Determine how many lines in the listing below contain the string "baby". Reply with only that number.

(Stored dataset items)

— BEGIN —

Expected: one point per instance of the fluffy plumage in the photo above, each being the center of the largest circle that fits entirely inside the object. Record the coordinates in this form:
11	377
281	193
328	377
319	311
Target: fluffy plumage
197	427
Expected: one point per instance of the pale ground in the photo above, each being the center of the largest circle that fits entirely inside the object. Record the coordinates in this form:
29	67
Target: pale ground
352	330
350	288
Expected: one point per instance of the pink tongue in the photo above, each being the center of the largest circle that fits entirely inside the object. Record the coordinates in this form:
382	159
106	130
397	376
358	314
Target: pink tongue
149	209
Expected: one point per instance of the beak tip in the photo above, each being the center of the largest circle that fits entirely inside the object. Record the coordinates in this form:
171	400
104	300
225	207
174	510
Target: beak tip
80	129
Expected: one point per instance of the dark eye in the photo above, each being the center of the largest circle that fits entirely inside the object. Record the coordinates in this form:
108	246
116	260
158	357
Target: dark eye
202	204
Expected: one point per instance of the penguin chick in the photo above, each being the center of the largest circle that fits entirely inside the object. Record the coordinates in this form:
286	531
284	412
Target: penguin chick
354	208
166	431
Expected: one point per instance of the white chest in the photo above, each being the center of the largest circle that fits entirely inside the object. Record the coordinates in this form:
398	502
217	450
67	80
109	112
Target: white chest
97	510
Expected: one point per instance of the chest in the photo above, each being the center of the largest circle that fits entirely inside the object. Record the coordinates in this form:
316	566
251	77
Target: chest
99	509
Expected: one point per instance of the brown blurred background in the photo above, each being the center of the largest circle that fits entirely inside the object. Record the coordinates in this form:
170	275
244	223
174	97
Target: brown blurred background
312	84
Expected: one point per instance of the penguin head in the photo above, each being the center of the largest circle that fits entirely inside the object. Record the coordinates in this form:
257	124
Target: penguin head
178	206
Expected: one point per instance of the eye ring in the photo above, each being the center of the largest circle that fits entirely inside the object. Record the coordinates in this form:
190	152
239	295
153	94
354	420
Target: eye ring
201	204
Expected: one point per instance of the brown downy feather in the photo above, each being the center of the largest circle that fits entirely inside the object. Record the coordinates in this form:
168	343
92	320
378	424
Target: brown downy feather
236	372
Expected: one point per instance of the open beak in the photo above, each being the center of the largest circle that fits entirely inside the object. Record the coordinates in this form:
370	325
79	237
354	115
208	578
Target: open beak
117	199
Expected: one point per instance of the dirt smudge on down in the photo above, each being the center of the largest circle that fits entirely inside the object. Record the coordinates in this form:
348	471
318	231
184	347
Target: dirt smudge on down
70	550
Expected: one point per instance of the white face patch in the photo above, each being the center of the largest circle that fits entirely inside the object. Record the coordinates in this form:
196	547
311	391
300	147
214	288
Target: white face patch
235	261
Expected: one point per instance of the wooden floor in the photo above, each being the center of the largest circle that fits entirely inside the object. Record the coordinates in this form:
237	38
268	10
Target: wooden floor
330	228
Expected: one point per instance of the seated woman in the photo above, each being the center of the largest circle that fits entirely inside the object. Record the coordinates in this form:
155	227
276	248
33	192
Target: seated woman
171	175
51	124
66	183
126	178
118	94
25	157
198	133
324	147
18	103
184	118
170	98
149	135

— END —
— BEGIN —

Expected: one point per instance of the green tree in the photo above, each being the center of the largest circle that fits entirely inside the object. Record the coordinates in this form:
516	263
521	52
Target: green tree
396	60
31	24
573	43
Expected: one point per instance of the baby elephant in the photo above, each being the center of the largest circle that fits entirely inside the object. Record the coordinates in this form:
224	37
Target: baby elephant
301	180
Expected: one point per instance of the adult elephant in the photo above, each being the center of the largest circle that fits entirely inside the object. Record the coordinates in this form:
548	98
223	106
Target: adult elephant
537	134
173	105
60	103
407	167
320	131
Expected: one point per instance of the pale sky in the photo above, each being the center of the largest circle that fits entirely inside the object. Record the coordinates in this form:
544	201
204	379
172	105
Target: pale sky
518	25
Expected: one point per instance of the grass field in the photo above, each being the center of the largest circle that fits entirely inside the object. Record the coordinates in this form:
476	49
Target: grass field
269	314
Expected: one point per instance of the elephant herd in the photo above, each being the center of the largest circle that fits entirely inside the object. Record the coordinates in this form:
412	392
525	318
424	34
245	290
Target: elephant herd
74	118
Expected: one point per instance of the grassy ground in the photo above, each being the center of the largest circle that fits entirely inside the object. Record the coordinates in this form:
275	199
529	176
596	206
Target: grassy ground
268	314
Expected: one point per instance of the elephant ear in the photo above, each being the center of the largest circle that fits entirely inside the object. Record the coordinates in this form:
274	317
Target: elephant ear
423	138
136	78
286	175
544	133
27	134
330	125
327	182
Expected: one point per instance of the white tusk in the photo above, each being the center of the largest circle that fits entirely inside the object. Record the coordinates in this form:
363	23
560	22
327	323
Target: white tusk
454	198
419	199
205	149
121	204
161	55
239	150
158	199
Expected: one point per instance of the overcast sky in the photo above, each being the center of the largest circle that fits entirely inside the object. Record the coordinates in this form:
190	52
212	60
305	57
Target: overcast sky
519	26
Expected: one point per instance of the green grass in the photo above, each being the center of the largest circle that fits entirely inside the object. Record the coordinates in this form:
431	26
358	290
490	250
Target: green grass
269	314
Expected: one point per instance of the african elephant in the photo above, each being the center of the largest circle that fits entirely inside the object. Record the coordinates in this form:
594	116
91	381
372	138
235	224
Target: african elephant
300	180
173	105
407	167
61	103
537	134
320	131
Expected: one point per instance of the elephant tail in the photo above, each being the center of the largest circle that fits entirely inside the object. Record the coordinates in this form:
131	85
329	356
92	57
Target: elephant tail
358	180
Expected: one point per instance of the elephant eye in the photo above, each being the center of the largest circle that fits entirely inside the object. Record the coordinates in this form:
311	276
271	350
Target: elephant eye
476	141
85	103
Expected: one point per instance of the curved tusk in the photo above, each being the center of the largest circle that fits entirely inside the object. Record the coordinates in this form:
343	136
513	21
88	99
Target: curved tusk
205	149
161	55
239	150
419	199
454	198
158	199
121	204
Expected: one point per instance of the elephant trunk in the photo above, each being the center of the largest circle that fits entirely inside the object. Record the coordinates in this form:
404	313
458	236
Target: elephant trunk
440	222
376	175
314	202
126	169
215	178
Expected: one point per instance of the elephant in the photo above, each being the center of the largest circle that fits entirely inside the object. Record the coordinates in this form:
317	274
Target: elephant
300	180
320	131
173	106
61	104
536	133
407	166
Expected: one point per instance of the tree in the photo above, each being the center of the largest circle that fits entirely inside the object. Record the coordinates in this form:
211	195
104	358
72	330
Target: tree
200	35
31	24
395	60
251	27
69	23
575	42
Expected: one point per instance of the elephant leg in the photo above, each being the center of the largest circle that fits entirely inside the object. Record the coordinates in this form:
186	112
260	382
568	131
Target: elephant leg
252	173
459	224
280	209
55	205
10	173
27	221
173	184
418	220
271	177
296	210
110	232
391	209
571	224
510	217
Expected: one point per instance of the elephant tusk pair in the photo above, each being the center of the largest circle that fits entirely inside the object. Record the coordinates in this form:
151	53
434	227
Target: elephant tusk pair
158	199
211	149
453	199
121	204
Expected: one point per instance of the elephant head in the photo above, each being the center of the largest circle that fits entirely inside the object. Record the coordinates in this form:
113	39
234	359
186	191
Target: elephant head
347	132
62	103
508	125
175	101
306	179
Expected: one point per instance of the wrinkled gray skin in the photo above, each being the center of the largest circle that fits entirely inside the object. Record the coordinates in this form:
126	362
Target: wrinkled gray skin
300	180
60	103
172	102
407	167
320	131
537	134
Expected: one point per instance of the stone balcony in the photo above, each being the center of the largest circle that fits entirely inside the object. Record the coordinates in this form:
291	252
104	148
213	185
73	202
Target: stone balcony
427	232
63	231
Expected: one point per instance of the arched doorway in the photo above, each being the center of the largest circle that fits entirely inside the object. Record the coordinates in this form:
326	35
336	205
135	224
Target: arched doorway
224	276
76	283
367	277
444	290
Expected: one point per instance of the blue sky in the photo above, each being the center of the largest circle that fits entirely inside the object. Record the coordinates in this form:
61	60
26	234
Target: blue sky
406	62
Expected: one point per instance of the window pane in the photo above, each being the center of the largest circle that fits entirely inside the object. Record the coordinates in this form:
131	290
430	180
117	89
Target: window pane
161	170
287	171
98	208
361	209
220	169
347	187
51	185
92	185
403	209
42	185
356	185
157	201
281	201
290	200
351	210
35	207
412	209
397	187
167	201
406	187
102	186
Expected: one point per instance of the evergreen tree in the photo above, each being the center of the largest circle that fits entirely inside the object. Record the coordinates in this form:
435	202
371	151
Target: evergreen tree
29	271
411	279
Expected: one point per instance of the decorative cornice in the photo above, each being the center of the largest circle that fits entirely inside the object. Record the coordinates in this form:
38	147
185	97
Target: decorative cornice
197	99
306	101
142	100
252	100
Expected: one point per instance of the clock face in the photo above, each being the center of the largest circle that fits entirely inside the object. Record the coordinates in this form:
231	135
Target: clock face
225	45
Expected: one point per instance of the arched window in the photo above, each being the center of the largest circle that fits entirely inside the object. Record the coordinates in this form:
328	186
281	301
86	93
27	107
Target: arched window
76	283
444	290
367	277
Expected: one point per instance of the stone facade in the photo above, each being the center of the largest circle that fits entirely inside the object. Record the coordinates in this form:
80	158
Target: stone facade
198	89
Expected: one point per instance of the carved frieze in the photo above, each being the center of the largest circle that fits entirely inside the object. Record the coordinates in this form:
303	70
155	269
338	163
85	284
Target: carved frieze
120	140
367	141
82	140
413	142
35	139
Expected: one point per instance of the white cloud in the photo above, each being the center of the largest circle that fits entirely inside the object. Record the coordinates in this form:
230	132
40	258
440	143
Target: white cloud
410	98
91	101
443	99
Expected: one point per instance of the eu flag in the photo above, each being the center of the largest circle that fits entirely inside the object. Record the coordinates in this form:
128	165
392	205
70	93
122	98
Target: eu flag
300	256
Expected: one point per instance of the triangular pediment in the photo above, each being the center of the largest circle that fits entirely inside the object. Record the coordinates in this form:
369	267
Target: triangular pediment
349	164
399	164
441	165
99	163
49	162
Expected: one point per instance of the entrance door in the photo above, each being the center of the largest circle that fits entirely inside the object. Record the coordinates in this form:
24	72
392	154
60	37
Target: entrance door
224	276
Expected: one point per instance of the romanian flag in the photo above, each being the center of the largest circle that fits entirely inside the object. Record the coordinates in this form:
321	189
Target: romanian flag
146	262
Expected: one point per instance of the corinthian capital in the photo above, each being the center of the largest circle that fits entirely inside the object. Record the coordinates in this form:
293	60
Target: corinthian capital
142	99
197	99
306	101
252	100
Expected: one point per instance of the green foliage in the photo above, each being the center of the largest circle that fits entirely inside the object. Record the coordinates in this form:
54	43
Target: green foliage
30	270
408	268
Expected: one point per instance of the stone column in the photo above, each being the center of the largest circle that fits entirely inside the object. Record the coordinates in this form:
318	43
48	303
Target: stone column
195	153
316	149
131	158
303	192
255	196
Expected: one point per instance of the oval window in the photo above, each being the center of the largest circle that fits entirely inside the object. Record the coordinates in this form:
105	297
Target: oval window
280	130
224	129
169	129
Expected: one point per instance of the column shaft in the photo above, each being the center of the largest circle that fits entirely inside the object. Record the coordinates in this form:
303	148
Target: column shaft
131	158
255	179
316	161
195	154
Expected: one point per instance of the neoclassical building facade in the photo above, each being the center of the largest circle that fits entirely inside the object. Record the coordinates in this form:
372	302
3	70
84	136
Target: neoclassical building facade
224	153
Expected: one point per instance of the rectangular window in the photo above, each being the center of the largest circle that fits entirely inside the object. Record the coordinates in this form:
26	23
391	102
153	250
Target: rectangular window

— END —
— BEGIN —

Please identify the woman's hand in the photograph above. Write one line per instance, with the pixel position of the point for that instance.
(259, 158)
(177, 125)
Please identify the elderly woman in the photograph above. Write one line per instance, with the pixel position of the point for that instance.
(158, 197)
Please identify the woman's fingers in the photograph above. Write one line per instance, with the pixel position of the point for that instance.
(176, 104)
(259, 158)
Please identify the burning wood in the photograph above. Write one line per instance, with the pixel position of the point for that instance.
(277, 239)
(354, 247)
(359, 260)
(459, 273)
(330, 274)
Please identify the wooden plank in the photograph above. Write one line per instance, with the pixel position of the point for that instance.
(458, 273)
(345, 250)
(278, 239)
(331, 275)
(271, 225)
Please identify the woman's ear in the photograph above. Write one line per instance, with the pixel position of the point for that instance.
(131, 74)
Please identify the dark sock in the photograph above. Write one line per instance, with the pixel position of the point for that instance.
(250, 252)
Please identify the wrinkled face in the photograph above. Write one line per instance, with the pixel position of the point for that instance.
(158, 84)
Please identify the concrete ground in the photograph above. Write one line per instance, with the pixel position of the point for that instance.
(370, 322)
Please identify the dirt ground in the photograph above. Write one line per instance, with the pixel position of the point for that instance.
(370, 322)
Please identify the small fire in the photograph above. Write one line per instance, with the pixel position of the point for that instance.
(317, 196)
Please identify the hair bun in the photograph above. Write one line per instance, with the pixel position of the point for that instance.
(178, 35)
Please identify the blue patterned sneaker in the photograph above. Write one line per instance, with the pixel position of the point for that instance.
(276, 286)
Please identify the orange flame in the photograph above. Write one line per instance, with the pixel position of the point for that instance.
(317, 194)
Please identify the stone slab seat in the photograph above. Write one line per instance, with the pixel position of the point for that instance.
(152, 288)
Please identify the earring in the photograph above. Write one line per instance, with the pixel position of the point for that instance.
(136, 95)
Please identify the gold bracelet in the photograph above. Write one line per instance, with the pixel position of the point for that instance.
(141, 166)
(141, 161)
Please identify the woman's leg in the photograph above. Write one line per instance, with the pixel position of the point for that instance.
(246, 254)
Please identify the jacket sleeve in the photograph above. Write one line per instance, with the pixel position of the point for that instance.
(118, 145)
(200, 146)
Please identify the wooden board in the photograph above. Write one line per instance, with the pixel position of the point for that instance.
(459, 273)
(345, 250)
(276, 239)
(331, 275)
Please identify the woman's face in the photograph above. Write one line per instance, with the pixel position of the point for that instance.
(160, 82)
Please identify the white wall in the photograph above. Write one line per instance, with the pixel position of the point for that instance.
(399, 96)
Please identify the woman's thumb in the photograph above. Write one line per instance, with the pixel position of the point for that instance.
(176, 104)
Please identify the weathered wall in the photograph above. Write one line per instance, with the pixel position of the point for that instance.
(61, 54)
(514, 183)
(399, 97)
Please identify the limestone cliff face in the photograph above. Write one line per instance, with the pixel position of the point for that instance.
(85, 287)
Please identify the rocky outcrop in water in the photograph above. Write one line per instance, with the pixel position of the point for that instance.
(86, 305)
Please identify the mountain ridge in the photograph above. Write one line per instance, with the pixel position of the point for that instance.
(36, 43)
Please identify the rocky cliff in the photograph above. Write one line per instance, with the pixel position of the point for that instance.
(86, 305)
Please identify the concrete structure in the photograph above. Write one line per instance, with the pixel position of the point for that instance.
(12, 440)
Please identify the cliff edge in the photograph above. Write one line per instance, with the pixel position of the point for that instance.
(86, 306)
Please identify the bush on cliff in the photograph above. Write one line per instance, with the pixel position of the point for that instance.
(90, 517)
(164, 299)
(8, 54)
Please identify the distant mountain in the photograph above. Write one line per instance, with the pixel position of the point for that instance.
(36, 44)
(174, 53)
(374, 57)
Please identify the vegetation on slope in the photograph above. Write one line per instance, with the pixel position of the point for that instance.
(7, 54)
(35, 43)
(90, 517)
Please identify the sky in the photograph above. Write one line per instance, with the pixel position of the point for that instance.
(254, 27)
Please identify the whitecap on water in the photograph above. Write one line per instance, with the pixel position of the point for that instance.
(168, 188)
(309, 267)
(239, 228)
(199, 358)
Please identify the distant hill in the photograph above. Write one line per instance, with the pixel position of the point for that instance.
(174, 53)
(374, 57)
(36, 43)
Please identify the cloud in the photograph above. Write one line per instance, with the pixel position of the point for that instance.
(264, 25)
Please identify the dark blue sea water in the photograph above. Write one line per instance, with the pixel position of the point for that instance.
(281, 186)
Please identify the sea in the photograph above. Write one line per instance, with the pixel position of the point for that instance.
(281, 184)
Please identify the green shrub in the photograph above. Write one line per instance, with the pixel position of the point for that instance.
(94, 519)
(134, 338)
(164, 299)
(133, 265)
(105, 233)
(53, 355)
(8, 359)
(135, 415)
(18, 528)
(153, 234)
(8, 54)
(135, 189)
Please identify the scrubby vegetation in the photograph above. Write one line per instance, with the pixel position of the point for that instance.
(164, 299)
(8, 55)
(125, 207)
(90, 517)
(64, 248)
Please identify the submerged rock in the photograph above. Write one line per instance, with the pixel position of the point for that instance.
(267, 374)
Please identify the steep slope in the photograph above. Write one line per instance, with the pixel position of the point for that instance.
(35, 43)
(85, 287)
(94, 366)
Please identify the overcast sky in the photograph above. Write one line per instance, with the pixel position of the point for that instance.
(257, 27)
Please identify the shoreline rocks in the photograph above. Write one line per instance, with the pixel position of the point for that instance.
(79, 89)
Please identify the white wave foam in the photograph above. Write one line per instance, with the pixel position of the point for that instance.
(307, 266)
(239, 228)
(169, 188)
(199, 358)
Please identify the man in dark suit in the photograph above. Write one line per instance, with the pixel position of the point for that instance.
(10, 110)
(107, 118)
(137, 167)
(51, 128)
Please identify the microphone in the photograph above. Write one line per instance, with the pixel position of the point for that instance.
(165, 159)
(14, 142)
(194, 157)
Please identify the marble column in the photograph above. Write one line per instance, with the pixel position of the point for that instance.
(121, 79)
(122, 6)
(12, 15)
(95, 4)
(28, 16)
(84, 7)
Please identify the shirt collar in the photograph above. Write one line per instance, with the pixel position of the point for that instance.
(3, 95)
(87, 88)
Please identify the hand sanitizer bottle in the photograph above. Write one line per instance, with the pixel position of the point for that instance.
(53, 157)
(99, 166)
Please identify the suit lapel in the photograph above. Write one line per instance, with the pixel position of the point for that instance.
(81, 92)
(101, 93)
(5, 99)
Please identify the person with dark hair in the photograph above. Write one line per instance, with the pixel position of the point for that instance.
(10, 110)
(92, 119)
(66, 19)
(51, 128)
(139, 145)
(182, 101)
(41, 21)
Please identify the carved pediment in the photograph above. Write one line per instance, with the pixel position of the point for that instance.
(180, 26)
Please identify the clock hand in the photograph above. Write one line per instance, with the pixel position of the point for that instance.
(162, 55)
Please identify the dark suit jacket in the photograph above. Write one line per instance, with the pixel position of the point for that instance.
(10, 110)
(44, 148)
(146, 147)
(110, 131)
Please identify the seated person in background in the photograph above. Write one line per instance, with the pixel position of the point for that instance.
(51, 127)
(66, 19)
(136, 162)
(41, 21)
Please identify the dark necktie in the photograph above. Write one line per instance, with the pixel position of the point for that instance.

— END —

_Solution to this task_:
2